Output all of the entries below precisely as written.
==== Information provided
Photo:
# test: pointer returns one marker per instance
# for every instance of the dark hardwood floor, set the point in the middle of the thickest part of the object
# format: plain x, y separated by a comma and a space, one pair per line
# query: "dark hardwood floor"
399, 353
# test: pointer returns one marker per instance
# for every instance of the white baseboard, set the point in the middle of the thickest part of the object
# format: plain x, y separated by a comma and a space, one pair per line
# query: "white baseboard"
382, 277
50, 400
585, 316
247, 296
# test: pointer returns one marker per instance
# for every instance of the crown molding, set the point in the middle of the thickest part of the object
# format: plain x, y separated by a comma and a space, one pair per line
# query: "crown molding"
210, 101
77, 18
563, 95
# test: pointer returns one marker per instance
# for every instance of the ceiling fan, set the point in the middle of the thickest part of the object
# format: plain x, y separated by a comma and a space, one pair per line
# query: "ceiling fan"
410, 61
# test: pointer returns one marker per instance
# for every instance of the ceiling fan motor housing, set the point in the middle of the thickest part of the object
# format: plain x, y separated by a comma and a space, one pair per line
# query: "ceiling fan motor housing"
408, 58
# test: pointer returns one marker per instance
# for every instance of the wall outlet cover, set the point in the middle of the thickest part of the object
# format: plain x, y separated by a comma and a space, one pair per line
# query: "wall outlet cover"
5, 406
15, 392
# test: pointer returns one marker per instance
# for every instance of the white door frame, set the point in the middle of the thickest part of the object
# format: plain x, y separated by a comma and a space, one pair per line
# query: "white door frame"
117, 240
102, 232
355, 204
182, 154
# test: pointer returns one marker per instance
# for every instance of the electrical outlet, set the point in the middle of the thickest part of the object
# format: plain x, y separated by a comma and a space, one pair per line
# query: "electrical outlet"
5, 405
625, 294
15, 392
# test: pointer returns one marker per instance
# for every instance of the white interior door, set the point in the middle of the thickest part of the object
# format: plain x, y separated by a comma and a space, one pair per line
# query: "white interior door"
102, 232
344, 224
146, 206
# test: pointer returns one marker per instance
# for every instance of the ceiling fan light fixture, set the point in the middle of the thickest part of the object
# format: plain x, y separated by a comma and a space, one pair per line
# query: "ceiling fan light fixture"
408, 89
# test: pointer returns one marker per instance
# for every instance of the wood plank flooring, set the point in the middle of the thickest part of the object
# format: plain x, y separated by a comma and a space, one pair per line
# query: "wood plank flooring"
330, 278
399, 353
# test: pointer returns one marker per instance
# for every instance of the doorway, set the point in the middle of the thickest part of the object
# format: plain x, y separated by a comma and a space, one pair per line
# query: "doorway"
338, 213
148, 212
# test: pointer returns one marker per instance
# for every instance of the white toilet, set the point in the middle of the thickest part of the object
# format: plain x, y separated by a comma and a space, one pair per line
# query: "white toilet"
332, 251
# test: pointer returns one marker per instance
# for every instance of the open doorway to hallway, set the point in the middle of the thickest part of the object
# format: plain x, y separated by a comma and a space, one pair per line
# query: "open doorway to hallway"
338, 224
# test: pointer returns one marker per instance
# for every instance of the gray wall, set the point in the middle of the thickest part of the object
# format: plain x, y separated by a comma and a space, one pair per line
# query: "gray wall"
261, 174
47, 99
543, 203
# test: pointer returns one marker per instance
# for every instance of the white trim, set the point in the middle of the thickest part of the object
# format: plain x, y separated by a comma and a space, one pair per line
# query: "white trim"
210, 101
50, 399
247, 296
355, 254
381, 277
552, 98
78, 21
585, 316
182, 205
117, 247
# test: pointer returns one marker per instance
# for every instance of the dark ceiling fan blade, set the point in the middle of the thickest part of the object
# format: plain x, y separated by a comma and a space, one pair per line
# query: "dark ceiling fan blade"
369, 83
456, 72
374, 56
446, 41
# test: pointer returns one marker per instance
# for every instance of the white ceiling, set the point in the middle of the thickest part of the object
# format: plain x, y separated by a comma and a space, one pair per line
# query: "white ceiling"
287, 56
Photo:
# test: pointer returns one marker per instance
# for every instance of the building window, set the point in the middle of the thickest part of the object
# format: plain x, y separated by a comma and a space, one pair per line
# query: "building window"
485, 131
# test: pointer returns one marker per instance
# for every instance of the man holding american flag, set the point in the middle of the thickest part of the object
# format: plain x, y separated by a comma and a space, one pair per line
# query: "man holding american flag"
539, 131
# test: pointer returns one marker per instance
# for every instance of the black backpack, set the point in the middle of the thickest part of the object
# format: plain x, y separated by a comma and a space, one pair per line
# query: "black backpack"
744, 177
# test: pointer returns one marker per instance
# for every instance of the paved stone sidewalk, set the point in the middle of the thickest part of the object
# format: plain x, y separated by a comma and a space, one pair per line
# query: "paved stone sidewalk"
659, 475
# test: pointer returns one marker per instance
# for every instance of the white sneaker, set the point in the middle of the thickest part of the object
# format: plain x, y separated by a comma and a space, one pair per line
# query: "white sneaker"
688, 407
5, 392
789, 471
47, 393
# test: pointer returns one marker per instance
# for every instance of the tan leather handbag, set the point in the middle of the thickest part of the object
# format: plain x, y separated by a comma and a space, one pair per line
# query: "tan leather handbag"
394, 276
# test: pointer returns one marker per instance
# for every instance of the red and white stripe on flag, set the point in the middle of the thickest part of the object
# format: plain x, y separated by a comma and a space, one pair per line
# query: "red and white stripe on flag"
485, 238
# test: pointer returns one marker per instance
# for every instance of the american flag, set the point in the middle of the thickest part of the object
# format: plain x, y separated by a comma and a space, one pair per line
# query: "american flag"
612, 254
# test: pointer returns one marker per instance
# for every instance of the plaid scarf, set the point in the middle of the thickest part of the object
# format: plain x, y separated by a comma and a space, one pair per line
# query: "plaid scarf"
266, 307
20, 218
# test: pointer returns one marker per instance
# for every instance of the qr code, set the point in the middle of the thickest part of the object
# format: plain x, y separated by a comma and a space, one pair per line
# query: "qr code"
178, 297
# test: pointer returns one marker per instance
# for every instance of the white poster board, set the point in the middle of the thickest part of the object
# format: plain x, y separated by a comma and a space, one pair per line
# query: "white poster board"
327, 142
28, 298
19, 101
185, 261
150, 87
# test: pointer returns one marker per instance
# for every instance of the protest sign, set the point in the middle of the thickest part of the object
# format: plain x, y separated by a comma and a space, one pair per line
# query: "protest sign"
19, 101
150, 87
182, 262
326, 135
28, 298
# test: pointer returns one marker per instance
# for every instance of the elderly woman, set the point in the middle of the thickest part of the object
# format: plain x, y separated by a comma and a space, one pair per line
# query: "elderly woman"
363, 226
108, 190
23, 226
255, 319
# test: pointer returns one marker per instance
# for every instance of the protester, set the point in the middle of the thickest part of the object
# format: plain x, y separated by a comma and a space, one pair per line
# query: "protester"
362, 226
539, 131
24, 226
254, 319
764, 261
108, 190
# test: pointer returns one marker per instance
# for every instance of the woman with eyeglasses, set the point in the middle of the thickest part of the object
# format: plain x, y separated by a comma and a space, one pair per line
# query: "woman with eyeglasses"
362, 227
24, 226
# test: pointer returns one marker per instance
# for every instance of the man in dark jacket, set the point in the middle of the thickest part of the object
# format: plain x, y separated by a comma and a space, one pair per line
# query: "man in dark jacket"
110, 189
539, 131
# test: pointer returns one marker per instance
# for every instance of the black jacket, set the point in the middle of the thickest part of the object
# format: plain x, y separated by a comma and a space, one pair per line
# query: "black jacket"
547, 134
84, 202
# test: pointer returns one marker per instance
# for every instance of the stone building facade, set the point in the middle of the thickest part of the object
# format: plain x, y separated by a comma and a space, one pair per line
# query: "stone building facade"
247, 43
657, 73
========
Response to the exercise
Photo:
# test: pointer returns one marker per instance
# for every instance of the dark hardwood floor, set the point in the middle of the thickest part of the object
# format: plain x, y separated by a comma and a space, one pair per line
# query: "dark hardwood floor"
399, 353
# test: pointer returns one marker per instance
# for every instance of the white baseboard, set the point in the middle of the thickest part of the object
# format: plain x, y separated by a comma and a space, one pair per line
# query: "white baseboard"
382, 277
50, 400
585, 316
247, 296
# test: pointer returns one marker per instance
# for every instance of the crown molding, set the point in the middle of the thickest part of the object
# format: plain x, y separated by a comma and a space, one pair per line
# query: "crown molding"
210, 101
77, 18
563, 95
# test: pointer returns one marker per instance
# for every instance of the ceiling fan, set the point in the middle of the thickest part of the object
# format: plain x, y separated by a comma and a space, one pair per line
# query: "ceiling fan"
410, 61
# test: pointer returns one marker per instance
# for every instance of the ceiling fan motor housing, set the point in the middle of the thickest part of the object
# format: plain x, y separated by a comma and a space, one pair per line
# query: "ceiling fan motor housing"
408, 58
# test: pointer returns one marker per instance
# for every instance of the wall outlet cover, set the point in the middle of the thickest part of the object
# format: plain x, y separated by a comma and a space, one pair per line
# query: "wall outlet cover"
5, 406
15, 392
# test: pointer returns one marker per instance
# for every instance of the white door frame, set the point in the middle of the thickest part of the object
# format: plain x, y separated by a comma and a space, one pair per line
# query: "white door frame"
117, 240
102, 232
355, 204
182, 154
# test: pointer returns one marker per instance
# for every instance of the electrical outlet, set the point in the middle of the thickest part of the object
# format: plain x, y separated by a comma and a space, one pair per line
# query: "electrical outlet"
5, 405
625, 294
15, 392
# test: pointer returns one marker per instance
# for every instance of the white interior door, set the point in the middle of the thickest part of the object
# format: plain x, y separated by a comma and a space, one pair per line
# query: "white interior door"
102, 232
344, 224
146, 206
# test: pointer returns one marker per instance
# for every instance of the ceiling fan light fixture, set the point in the middle of the thickest part of the object
# format: plain x, y separated by a comma and a space, one pair per line
# query: "ceiling fan light fixture"
408, 89
# test: pointer returns one marker per instance
# for every instance of the wood plank flooring, set the point in the middle of the thickest part of the object
# format: plain x, y separated by a comma and a space, one pair per line
# query: "wood plank flooring"
330, 278
399, 353
# test: pointer returns one marker per instance
# for every instance of the doorway, set the point in the middle of the thickest part of the object
# format: plain x, y separated by a comma and a space, one pair per line
# query: "doorway"
338, 213
148, 212
# test: pointer returns one marker per instance
# for every instance of the white toilet, set the point in the middle of the thickest part of the object
# format: plain x, y separated by a comma and a space, one pair per line
# query: "white toilet"
332, 251
# test: pointer returns one marker per instance
# for every instance of the open doorway to hallway, set the point in the middle of the thickest part of the object
# format: plain x, y separated by a comma and a space, one pair per line
# query: "open doorway to hallway"
338, 224
# test: pointer returns one marker per instance
# for every instance of the gray wall, set the point in the middle of the thickest part of the object
# format: plain x, y separated by a comma and a space, one pair per line
# query: "gray wall"
261, 174
47, 99
543, 203
# test: pointer returns one marker per instance
# for every instance of the white trim, set the point in the middle of the thickest part of the object
# format: plain x, y separated by a comma and a space, one pair per line
# query: "white trim"
210, 101
50, 399
247, 296
355, 254
381, 277
552, 98
78, 21
585, 316
182, 205
117, 247
# test: pointer returns one marker per instance
# for every instance of the dark ceiling fan blade, set the point in the middle of the thickest part of the object
# format: plain x, y separated by a comma and a space, one pair per line
# query: "dark ceiling fan blade"
369, 83
456, 72
374, 56
446, 41
# test: pointer returns one marker per instance
# for every instance of the white ceiling, set the point in the middle of the thickest part of the object
# format: plain x, y separated by a comma and a space, one pair per line
# query: "white ceiling"
287, 56
Photo:
# test: pointer returns one marker per instance
# for every instance of the building window, set the point in the middle of the thickest part of the object
# format: plain x, y separated by a comma and a space, one pair per line
# query: "building window"
485, 131
# test: pointer returns one marker per instance
# for every instance of the man holding american flag, set the point in the middle of the thickest part of the object
# format: plain x, y separated by a comma and a space, one pair per line
# query: "man holding american flag"
539, 131
# test: pointer returns one marker per instance
# for every instance of the black backpack, set the point in the middle of the thickest part of the object
# format: plain x, y separated by a comma and a space, one pair per line
# query: "black backpack"
744, 177
# test: pointer returns one marker per instance
# for every instance of the paved stone sidewalk, set the point in the middle of the thickest part of the object
# format: plain x, y separated by a comma and a space, one pair per line
# query: "paved stone sidewalk"
659, 475
# test: pointer returns one marker per instance
# for every instance of the white sneaker, set the point in the middle of the thickest part of the object
# format: plain x, y separated by a comma and a space, one pair per line
# query: "white sneaker"
688, 407
5, 392
789, 471
47, 393
# test: pointer returns one marker per instance
# for every instance of the tan leather handbag, set the point in the middle of the thickest part of the object
# format: plain x, y separated by a comma and a space, one pair per line
# query: "tan leather handbag"
394, 276
# test: pointer returns one marker per instance
# for every instance of the red and white stripe on flag, set the point in the middle of the thickest part of the object
# format: plain x, y separated by a comma and a space, one pair per line
# query: "red and white stripe on flag"
485, 238
# test: pointer returns one marker per instance
# for every instance of the american flag, set the point in the middle of the thickest part of the object
# format: plain x, y separated by a comma and a space, one pair per line
# query: "american flag"
612, 254
# test: pointer returns one marker per instance
# for every instance of the plaid scarf, set the point in the middle of the thickest part of the object
# format: plain x, y separated by a comma and a space, one pair per line
# query: "plaid scarf"
266, 307
20, 218
# test: pointer returns one marker per instance
# for every instance of the qr code, set the point in the middle of the thickest part of the object
# format: plain x, y separated by a comma and a space, one pair per line
# query: "qr code"
178, 297
# test: pointer returns one marker per instance
# for every instance of the white poster board, set the point in the middle of the thickest part of the object
# format: plain x, y separated by a comma and a space, one pair per line
# query: "white poster board"
327, 142
28, 298
19, 101
185, 261
150, 87
# test: pointer returns one marker per instance
# for every instance of the protest sign, set the point in the middle of the thickest part of the object
# format: plain x, y separated by a comma and a space, one pair per line
# query: "protest sign"
19, 101
150, 87
182, 262
326, 135
28, 298
# test: pointer returns one marker per instance
# for every instance of the elderly woman, set the point in the middle of the thickest part of the object
# format: plain x, y separated by a comma and a space, one pair per line
# query: "elderly woman"
363, 226
108, 190
23, 226
255, 319
# test: pointer returns one marker per instance
# for every instance of the protester, set the point in the middle of the thickest part of the object
# format: plain x, y separated by a comma and a space, one pair per line
# query: "protester"
362, 226
539, 131
24, 226
254, 319
764, 261
108, 190
# test: pointer returns one marker per instance
# for every instance of the woman with eyeglasses, set the point in the middle of the thickest part of the object
# format: plain x, y separated by a comma and a space, one pair per line
# query: "woman with eyeglasses"
362, 227
24, 226
# test: pointer returns one marker per instance
# for every instance of the man in dark jacket, set the point in the middle of the thickest part of the object
# format: plain x, y separated by a comma and a space, one pair per line
# query: "man in dark jacket"
110, 189
539, 131
# test: pointer returns one marker per instance
# for every instance of the black jacket, set the point in the middle of the thickest part of the object
# format: plain x, y separated by a comma and a space, one pair per line
# query: "black jacket"
547, 134
84, 202
# test: pointer returns one marker per instance
# for every instance of the stone building facade, set the point in the middle of the thickest part of the object
# format: plain x, y separated by a comma and a space, one pair per line
# query: "stone building facade"
247, 43
657, 73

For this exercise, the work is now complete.